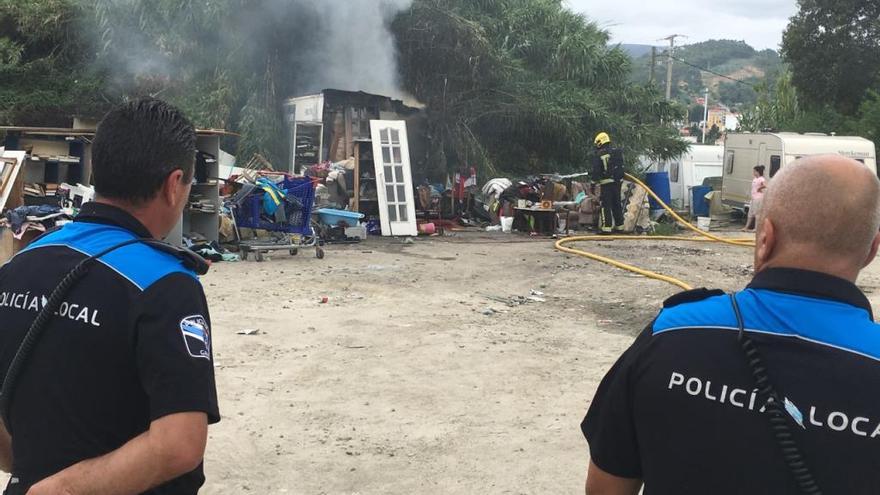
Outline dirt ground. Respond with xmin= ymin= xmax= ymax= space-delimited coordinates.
xmin=10 ymin=233 xmax=880 ymax=495
xmin=203 ymin=233 xmax=880 ymax=495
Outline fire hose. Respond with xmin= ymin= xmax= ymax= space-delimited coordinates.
xmin=556 ymin=174 xmax=755 ymax=290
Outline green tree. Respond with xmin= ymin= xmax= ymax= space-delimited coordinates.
xmin=394 ymin=0 xmax=684 ymax=173
xmin=740 ymin=73 xmax=803 ymax=132
xmin=0 ymin=0 xmax=106 ymax=125
xmin=782 ymin=0 xmax=880 ymax=115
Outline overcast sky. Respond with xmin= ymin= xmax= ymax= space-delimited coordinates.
xmin=566 ymin=0 xmax=797 ymax=50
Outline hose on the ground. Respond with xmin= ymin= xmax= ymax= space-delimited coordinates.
xmin=556 ymin=174 xmax=822 ymax=495
xmin=556 ymin=174 xmax=755 ymax=290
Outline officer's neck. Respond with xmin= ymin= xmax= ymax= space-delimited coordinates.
xmin=755 ymin=253 xmax=861 ymax=283
xmin=95 ymin=196 xmax=173 ymax=239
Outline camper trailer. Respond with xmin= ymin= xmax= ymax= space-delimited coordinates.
xmin=653 ymin=144 xmax=724 ymax=209
xmin=721 ymin=132 xmax=877 ymax=212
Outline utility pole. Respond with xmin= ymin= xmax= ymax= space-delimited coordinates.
xmin=703 ymin=88 xmax=709 ymax=144
xmin=663 ymin=34 xmax=687 ymax=101
xmin=651 ymin=46 xmax=657 ymax=84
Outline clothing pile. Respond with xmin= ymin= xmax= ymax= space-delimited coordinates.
xmin=0 ymin=205 xmax=74 ymax=239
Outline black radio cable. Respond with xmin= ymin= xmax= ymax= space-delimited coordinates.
xmin=730 ymin=294 xmax=822 ymax=495
xmin=0 ymin=238 xmax=208 ymax=433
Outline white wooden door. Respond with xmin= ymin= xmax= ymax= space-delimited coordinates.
xmin=370 ymin=120 xmax=418 ymax=236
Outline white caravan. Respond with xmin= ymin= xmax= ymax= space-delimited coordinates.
xmin=721 ymin=132 xmax=877 ymax=211
xmin=656 ymin=144 xmax=724 ymax=209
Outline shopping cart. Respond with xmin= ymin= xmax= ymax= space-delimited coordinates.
xmin=228 ymin=177 xmax=324 ymax=262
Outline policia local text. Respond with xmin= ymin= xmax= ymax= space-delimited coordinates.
xmin=668 ymin=371 xmax=880 ymax=438
xmin=0 ymin=292 xmax=101 ymax=327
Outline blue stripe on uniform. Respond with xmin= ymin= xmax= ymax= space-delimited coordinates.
xmin=653 ymin=289 xmax=880 ymax=360
xmin=20 ymin=222 xmax=198 ymax=291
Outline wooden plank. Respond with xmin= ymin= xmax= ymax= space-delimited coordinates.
xmin=352 ymin=143 xmax=361 ymax=213
xmin=343 ymin=108 xmax=354 ymax=160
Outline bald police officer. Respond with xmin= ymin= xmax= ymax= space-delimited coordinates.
xmin=582 ymin=156 xmax=880 ymax=495
xmin=0 ymin=99 xmax=220 ymax=495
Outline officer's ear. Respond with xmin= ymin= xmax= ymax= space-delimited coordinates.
xmin=862 ymin=232 xmax=880 ymax=268
xmin=755 ymin=218 xmax=777 ymax=272
xmin=162 ymin=169 xmax=189 ymax=207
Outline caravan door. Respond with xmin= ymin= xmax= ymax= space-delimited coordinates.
xmin=370 ymin=120 xmax=419 ymax=236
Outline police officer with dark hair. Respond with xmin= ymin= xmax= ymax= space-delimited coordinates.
xmin=593 ymin=132 xmax=625 ymax=234
xmin=0 ymin=99 xmax=220 ymax=495
xmin=582 ymin=156 xmax=880 ymax=495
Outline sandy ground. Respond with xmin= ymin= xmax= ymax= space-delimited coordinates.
xmin=203 ymin=230 xmax=880 ymax=495
xmin=10 ymin=233 xmax=880 ymax=495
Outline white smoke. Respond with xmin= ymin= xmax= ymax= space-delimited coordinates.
xmin=286 ymin=0 xmax=411 ymax=96
xmin=93 ymin=0 xmax=412 ymax=97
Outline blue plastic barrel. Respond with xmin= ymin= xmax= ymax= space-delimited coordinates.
xmin=645 ymin=172 xmax=672 ymax=210
xmin=691 ymin=186 xmax=712 ymax=217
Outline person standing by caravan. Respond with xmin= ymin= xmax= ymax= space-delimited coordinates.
xmin=743 ymin=165 xmax=767 ymax=232
xmin=593 ymin=132 xmax=624 ymax=234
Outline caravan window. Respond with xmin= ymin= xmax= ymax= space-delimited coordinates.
xmin=669 ymin=162 xmax=681 ymax=183
xmin=770 ymin=155 xmax=782 ymax=178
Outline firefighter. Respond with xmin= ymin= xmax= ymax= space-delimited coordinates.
xmin=593 ymin=132 xmax=624 ymax=234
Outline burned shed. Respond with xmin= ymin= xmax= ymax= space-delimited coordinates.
xmin=284 ymin=89 xmax=425 ymax=173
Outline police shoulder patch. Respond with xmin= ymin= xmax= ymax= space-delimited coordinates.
xmin=663 ymin=287 xmax=724 ymax=308
xmin=180 ymin=315 xmax=211 ymax=361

==================================================

▶ AIM OF THE EXERCISE: Repeat the lines above verbatim, leaving out the pictures.

▶ ANSWER TO THE TASK:
Outline dirt ground. Respond with xmin= ymin= xmax= ymax= space-delimited coordinates.
xmin=10 ymin=233 xmax=880 ymax=495
xmin=203 ymin=233 xmax=880 ymax=495
Outline fire hose. Respond with xmin= ymin= xmax= ymax= space-delimited coordinates.
xmin=556 ymin=174 xmax=755 ymax=290
Outline green tree. Respond with xmin= ymin= xmax= ymax= space-delimited coordinates.
xmin=394 ymin=0 xmax=684 ymax=173
xmin=740 ymin=73 xmax=803 ymax=132
xmin=0 ymin=0 xmax=106 ymax=125
xmin=782 ymin=0 xmax=880 ymax=115
Outline overcast sky. Respond with xmin= ymin= xmax= ymax= space-delimited coordinates.
xmin=566 ymin=0 xmax=797 ymax=50
Outline hose on the ground. Respond with xmin= ymin= xmax= ymax= space-delimited coordinates.
xmin=556 ymin=174 xmax=822 ymax=495
xmin=556 ymin=174 xmax=755 ymax=290
Outline officer's neck. Respond with xmin= ymin= xmax= ymax= space-delimited coordinates.
xmin=755 ymin=253 xmax=861 ymax=283
xmin=95 ymin=196 xmax=173 ymax=239
Outline camper trailer. Respond with xmin= ymin= xmax= ymax= space-delimited coordinates.
xmin=653 ymin=144 xmax=724 ymax=209
xmin=721 ymin=132 xmax=877 ymax=212
Outline utility pole. Respond with xmin= ymin= xmax= ymax= space-delimited coordinates.
xmin=703 ymin=88 xmax=709 ymax=144
xmin=663 ymin=34 xmax=687 ymax=101
xmin=651 ymin=46 xmax=657 ymax=84
Outline clothing pile. Respond with xmin= ymin= xmax= ymax= space-delimited coordinates.
xmin=0 ymin=205 xmax=74 ymax=239
Outline black radio cable. Respond with xmin= ymin= xmax= ymax= space-delimited coordinates.
xmin=730 ymin=294 xmax=822 ymax=495
xmin=0 ymin=238 xmax=208 ymax=433
Outline white wooden door. Respond with xmin= ymin= xmax= ymax= space-delimited coordinates.
xmin=370 ymin=120 xmax=418 ymax=236
Outline white caravan. Respond with xmin= ymin= xmax= ymax= space-delimited coordinates.
xmin=721 ymin=132 xmax=877 ymax=211
xmin=656 ymin=144 xmax=724 ymax=209
Outline shopping cart. Respond with xmin= ymin= xmax= ymax= space-delimited coordinates.
xmin=228 ymin=177 xmax=324 ymax=262
Outline policia local text. Respond with xmin= ymin= xmax= ymax= space-delimited coordinates.
xmin=668 ymin=371 xmax=880 ymax=438
xmin=0 ymin=292 xmax=101 ymax=327
Outline blue stripe on uniform. Respond with xmin= ymin= xmax= ymax= space-delimited coordinates.
xmin=653 ymin=289 xmax=880 ymax=360
xmin=20 ymin=222 xmax=198 ymax=291
Outline wooden plank. Respond with xmin= ymin= xmax= ymax= space-delimited coordinates.
xmin=352 ymin=143 xmax=361 ymax=213
xmin=343 ymin=108 xmax=354 ymax=160
Outline bald police officer. Respond with xmin= ymin= xmax= ymax= space-delimited coordinates.
xmin=582 ymin=156 xmax=880 ymax=495
xmin=0 ymin=99 xmax=220 ymax=495
Outline officer's ear. Respond with xmin= ymin= xmax= ymax= space-delimited coordinates.
xmin=862 ymin=232 xmax=880 ymax=268
xmin=755 ymin=218 xmax=777 ymax=272
xmin=162 ymin=169 xmax=189 ymax=207
Outline caravan door. Respond with xmin= ymin= xmax= ymax= space-delimited coordinates.
xmin=370 ymin=120 xmax=419 ymax=236
Outline police officer with dark hair. Respond with xmin= ymin= xmax= ymax= space-delimited coordinates.
xmin=593 ymin=132 xmax=625 ymax=234
xmin=0 ymin=99 xmax=220 ymax=495
xmin=582 ymin=156 xmax=880 ymax=495
Outline sandy ground. Respond with xmin= ymin= xmax= ymax= space-delimited coordinates.
xmin=203 ymin=230 xmax=880 ymax=495
xmin=10 ymin=233 xmax=880 ymax=495
Outline white smoke. Respond with xmin= ymin= xmax= ymax= space-delimited coordinates.
xmin=286 ymin=0 xmax=411 ymax=96
xmin=93 ymin=0 xmax=412 ymax=97
Outline blue plastic barrel. Respond with xmin= ymin= xmax= ymax= space-delimited coordinates.
xmin=645 ymin=172 xmax=672 ymax=210
xmin=691 ymin=186 xmax=712 ymax=217
Outline person standing by caravan. Respond with xmin= ymin= xmax= ymax= space-delimited coordinates.
xmin=743 ymin=165 xmax=767 ymax=232
xmin=593 ymin=132 xmax=624 ymax=234
Outline caravan window. Respond with xmin= ymin= xmax= ymax= space-delimited coordinates.
xmin=669 ymin=162 xmax=681 ymax=183
xmin=770 ymin=155 xmax=782 ymax=178
Outline firefighter. Respond with xmin= ymin= xmax= ymax= space-delimited coordinates.
xmin=593 ymin=132 xmax=624 ymax=234
Outline burned shed. Respond with xmin= ymin= xmax= ymax= space-delimited coordinates.
xmin=284 ymin=89 xmax=425 ymax=173
Outline police shoulder patch. Respond with xmin= ymin= xmax= ymax= space-delimited coordinates.
xmin=663 ymin=287 xmax=724 ymax=308
xmin=180 ymin=315 xmax=211 ymax=361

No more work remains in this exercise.